▸ **WORK REQUEST 1**
Substitute "permanency plan" for "placement plan" in the child placement statute, and give everything from "In accordance with" down to "within 30 days.".
▸ **WORK REQUEST 2**
Pick up the child placement statute after its last sentence and continue it.

▸ **DOCUMENT SECTION**

---

The board shall conduct a review and make recommendations based upon the written materials; provided, however, that the board shall afford any party or person entitled to notice pursuant to this section a reasonable opportunity to appear and to present his views and recommendations. Upon the request of the board, the Family Part of the Chancery Division of the Superior Court may [subpena] subpoena a person to attend the review board meeting.
A designated agency shall provide relevant and necessary information to the board regarding a child who is reviewed by the board.
(cf: P.L.2007, c.228, s.6)
6. Section 12 of P.L.1977, c.424 (C.30:4C-61) is amended to read as follows:
12. a. Upon review of the board's report, the Family Part of the Chancery Division of the Superior Court shall issue an order concerning the child's placement which it deems will best serve the health, safety, and interests of the child. The court shall issue the order within 21 calendar days of the court's receipt of the board's report unless the court schedules a summary hearing. The court shall either:
(1) Order the return of the child to his parents or legal guardian within two weeks and order the division or designated agency, as appropriate, to provide any reasonable and available services which are necessary to implement the return home;
(2) Order continued placement on a temporary basis until the long-term goal is achieved; or
(3) Order continued placement on a temporary basis but that the division shall provide further information within two weeks to the court, which information shall be reviewed by the board within 30 days of its receipt.
(4) (Deleted by amendment, P.L.1987, c.252.)
In accordance with section 8 of P.L.1984, c.85 (C.30:4C-61.1), the court may order that the division shall not return a child to his home prior to review by the board and an order of the court. In addition, if the placement plan does not satisfy the criteria of section 9 of P.L.1977, c.424 (C.30:4C-58), the court shall order that the placement plan be modified or that a new plan be developed within 30 days.

---

▸ **DATA PROVIDED**
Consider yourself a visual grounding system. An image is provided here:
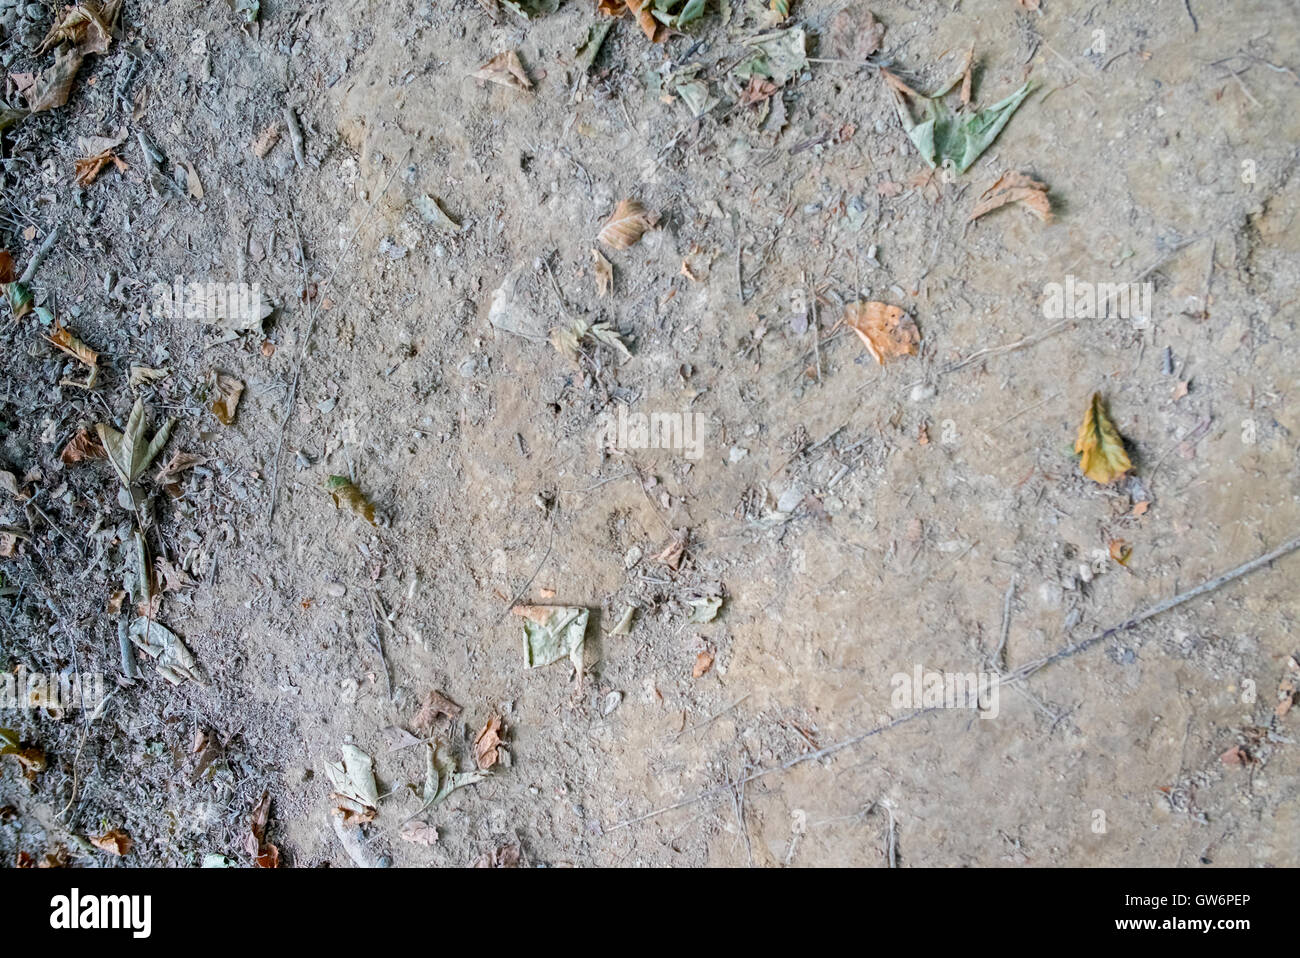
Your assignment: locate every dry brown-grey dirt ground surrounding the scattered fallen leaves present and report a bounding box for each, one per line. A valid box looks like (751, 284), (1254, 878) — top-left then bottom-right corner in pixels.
(0, 0), (1300, 867)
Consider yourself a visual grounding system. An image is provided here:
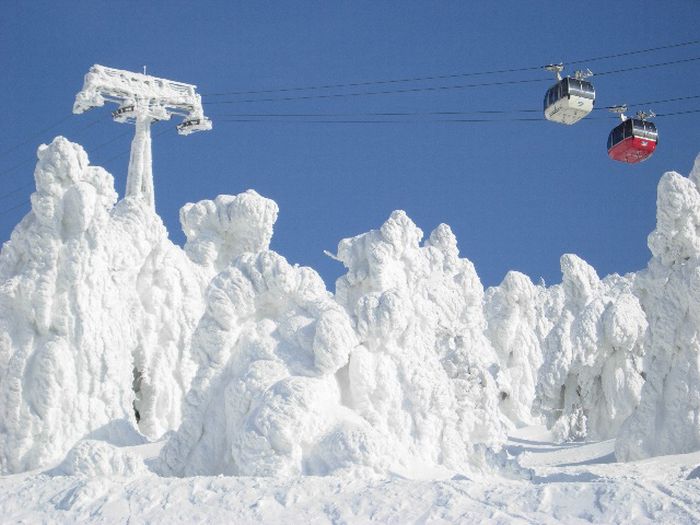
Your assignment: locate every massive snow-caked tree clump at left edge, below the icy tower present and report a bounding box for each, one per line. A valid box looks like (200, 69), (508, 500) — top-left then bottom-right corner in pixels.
(0, 137), (203, 473)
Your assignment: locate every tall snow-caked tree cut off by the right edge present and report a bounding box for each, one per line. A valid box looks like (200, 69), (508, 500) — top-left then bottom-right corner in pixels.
(615, 167), (700, 461)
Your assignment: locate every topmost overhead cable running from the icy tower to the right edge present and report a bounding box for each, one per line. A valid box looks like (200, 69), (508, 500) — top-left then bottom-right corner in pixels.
(202, 40), (700, 97)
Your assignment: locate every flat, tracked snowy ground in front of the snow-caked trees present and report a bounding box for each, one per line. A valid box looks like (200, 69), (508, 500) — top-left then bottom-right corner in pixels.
(0, 427), (700, 524)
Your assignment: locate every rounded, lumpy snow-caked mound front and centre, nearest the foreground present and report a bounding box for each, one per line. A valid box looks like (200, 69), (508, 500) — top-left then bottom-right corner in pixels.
(161, 251), (364, 476)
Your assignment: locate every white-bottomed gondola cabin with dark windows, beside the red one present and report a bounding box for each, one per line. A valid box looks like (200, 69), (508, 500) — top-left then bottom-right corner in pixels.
(544, 64), (595, 125)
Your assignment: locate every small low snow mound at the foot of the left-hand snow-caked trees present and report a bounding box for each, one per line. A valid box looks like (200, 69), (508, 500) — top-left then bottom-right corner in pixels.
(51, 440), (147, 478)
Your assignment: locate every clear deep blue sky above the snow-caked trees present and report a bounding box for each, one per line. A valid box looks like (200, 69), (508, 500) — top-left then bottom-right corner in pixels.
(0, 0), (700, 290)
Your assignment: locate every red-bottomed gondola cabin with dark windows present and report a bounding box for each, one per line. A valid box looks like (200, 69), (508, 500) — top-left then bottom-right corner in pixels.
(608, 106), (659, 164)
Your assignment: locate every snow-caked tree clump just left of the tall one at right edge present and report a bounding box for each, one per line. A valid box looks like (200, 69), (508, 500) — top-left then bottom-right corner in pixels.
(535, 255), (648, 441)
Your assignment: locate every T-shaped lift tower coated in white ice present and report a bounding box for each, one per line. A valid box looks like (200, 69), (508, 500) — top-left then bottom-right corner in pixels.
(73, 64), (212, 208)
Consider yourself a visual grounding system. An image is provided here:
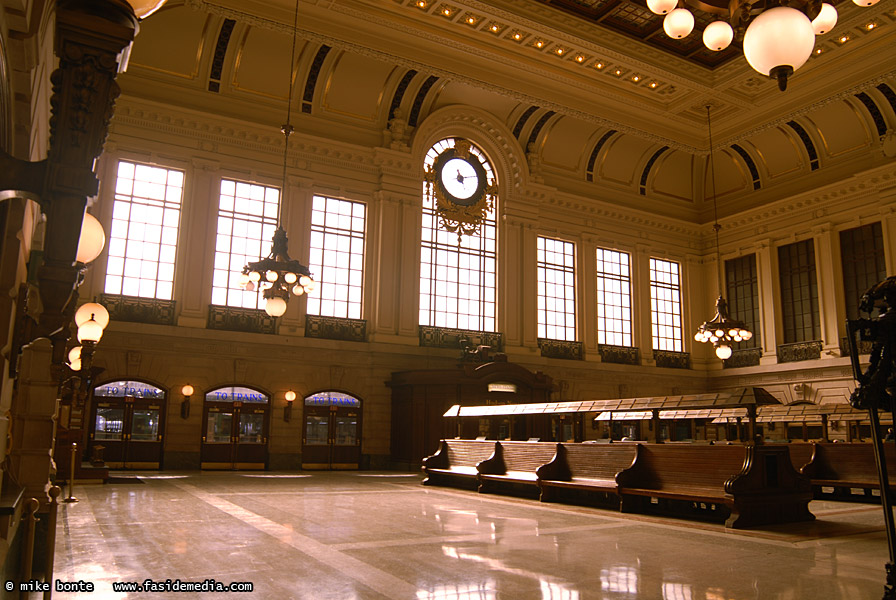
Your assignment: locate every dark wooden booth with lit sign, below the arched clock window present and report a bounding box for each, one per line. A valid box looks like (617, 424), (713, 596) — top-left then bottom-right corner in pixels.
(387, 355), (554, 469)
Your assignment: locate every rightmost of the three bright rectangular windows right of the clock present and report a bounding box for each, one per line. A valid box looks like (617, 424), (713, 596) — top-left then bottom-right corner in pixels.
(650, 258), (682, 352)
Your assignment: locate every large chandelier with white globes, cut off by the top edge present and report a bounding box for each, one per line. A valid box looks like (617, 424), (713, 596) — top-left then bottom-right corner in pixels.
(647, 0), (879, 91)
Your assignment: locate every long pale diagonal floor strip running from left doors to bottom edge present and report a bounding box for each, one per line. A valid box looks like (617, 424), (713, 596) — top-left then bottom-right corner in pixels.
(172, 484), (417, 599)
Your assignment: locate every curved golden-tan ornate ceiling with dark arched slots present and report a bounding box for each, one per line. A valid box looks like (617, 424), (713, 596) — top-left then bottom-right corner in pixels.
(120, 0), (896, 222)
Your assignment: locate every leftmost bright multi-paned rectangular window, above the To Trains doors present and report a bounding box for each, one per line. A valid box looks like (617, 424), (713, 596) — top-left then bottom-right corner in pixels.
(104, 161), (184, 300)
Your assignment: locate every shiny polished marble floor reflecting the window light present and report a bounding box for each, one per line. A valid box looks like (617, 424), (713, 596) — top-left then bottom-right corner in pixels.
(53, 471), (887, 600)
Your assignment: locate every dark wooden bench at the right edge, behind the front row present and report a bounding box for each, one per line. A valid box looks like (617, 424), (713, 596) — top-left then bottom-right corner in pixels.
(802, 442), (896, 502)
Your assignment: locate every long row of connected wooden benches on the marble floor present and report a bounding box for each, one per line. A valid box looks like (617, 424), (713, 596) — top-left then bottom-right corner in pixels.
(423, 439), (896, 528)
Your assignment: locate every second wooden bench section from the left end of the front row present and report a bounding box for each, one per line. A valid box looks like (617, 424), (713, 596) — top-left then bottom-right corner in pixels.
(479, 442), (557, 495)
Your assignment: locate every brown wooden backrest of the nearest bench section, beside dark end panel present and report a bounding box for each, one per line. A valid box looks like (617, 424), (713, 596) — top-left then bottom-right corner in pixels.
(617, 444), (747, 489)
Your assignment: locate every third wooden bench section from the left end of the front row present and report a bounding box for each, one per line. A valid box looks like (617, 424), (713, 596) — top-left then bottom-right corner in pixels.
(537, 442), (637, 506)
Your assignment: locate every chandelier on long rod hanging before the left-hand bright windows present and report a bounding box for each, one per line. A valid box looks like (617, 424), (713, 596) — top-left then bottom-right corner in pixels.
(239, 0), (315, 317)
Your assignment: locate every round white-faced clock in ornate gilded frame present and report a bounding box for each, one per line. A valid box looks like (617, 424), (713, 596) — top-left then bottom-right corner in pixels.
(425, 140), (498, 243)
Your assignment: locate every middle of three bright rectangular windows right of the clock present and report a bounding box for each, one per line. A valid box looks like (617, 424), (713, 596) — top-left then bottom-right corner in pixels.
(597, 248), (632, 346)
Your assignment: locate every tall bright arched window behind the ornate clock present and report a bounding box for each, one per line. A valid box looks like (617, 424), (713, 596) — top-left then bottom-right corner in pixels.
(420, 138), (497, 331)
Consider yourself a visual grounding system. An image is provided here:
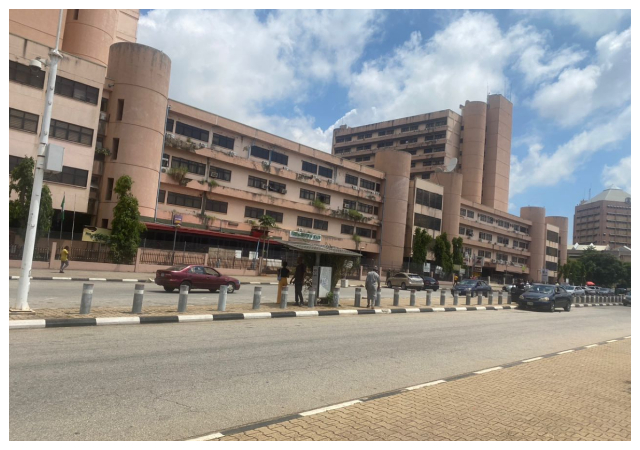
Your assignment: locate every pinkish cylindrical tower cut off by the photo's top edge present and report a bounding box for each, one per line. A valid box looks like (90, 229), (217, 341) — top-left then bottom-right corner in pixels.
(62, 9), (118, 66)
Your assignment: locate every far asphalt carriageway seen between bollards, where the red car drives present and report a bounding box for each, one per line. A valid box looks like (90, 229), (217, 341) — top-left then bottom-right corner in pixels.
(9, 280), (452, 309)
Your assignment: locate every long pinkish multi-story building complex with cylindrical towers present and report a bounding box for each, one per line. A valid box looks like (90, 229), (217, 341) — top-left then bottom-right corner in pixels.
(9, 10), (567, 280)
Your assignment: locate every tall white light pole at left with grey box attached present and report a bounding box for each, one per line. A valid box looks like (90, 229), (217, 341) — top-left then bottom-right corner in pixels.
(11, 9), (64, 311)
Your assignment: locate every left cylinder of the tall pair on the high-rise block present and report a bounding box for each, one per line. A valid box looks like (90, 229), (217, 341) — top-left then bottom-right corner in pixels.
(460, 101), (487, 203)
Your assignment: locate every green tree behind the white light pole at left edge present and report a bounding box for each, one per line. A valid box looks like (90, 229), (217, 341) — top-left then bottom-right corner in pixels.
(9, 157), (53, 239)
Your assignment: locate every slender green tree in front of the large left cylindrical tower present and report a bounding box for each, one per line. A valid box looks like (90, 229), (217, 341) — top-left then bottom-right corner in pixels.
(109, 175), (146, 264)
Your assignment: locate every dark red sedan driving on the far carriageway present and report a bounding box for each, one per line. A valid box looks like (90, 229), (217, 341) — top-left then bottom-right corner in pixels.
(155, 265), (240, 294)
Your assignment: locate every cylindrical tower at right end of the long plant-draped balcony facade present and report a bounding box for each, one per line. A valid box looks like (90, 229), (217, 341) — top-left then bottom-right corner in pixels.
(374, 150), (411, 270)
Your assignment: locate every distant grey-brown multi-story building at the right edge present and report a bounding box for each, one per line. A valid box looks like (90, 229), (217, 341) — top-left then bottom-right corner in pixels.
(573, 188), (631, 248)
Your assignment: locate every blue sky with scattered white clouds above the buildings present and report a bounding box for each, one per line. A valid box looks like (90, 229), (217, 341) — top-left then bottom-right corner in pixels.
(138, 9), (631, 244)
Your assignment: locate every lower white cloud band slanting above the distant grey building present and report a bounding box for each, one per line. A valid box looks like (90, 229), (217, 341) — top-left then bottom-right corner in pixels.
(509, 106), (631, 197)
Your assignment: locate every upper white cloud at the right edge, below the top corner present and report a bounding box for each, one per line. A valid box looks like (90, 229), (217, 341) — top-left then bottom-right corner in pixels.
(531, 29), (631, 127)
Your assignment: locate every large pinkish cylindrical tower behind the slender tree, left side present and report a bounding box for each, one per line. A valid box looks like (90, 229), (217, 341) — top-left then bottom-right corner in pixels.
(98, 42), (171, 224)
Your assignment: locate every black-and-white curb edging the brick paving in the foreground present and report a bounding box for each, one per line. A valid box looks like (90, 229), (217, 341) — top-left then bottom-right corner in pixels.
(185, 336), (631, 441)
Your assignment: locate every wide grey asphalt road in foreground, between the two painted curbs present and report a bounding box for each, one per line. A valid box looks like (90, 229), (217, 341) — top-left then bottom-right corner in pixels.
(9, 306), (631, 440)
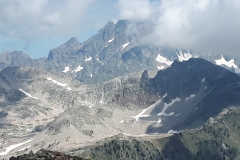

---

▸ **TASK OUTPUT 1**
In accordance with section 8 of P.L.1984, c.85 (C.30:4C-61.1), the court may order that the division shall not return a child to his home prior to review by the board and an order of the court. In addition, if the permanency plan does not satisfy the criteria of section 9 of P.L.1977, c.424 (C.30:4C-58), the court shall order that the permanency plan be modified or that a new plan be developed within 30 days.

▸ **TASK OUTPUT 2**
b. In reviewing the report, the court may request that, where available, any written or oral information submitted to the board be provided to the court. The court shall make a determination based upon the report and any other information before it; provided, however, that the court may schedule a summary hearing if:
(1) The court has before it conflicting statements of material fact which it cannot resolve without a hearing; or
(2) A party entitled to participate in the proceedings requests a hearing; or
(3) The court concludes that the interests of justice require that a hearing be held; or
(4) The board recommends that a hearing be held due to lack of compliance with the placement plan, including achievement of the permanent placement identified in the permanency plan; or
(5) The division has documented an exception to the requirement to provide reasonable efforts toward family reunification pursuant to section 25 of P.L.1999, c.53 (C.30:4C-11.3); or
(6) If the review is to serve as a permanency hearing.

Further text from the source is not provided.